Quoted passage ->
'''
- Developer(s): Alcachofa Soft
- Publisher(s): Alcachofa Soft
- Release: August 8, 2000
- Genre(s): Graphic adventure
- Mode(s): Single-player

= El Tesoro de Isla Alcachofa =

2000 video game

El Tesoro de Isla Alcachofa is a 2000 Spanish video game by Alcachofa Soft. It is the first video game the developers made under their newly incorporated company 'Alcachofa Soft'.

== Production ==
=== Development ===
Alcachofa Soft by this point had been around for a few years; the developers' first game had been 1996's Dráscula: The Vampire Strikes Back, and despite it having good reviews they were not overly pleased with their creation - they endeavoured to make their following projects more ambitious and innovative.

The process of creating the game was "laborious and long". The game incorporated "interactive humour", and a narrative inspiration from Treasure Island. The team wanted to have a 2D graphic adventure, and to distinguish themselves from the soon to be released Monkey Island 3, they hand drew the characters rather than on a computer. Alcachofa Soft suggested that their game had "one of the best dubbing, if not the best, in the history of video games in Spanish", including their main character portrayed by regular Will Smith dubber and the voice of Fry in Futurama Iván Muelas. The soundtrack was recorded at Albert Moraleda's studio in Barcelona by a section of musicians from the Vallés Symphony Orchestra. Its technology was provided by DirectX, while the design featured hand-painted backgrounds, and 16 bit colour graphics. The game was in development for over two years. The soundtrack included the "Canción del Pirata Campeón" composed by Emilio de Paz and performed by the group "Los Inhumanos".
'''
Data shown ->
'''
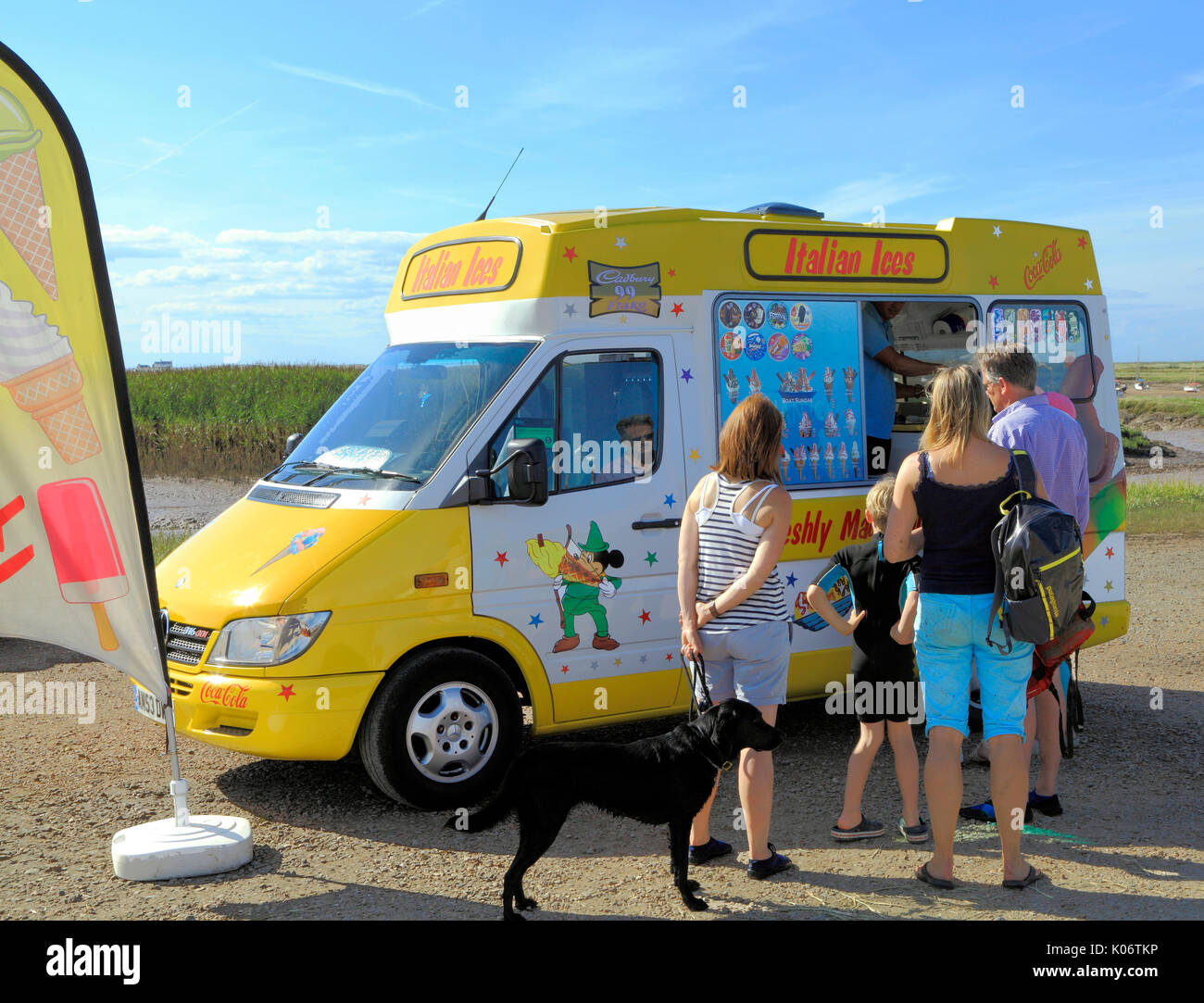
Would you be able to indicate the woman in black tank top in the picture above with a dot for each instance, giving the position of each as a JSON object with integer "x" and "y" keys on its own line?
{"x": 954, "y": 488}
'''
Quote the passage about El Tesoro de Isla Alcachofa word for word, from "- Developer(s): Alcachofa" up to and including "company 'Alcachofa Soft'.". Rely on the text about El Tesoro de Isla Alcachofa as your only source.

- Developer(s): Alcachofa Soft
- Publisher(s): Alcachofa Soft
- Release: August 8, 2000
- Genre(s): Graphic adventure
- Mode(s): Single-player

= El Tesoro de Isla Alcachofa =

2000 video game

El Tesoro de Isla Alcachofa is a 2000 Spanish video game by Alcachofa Soft. It is the first video game the developers made under their newly incorporated company 'Alcachofa Soft'.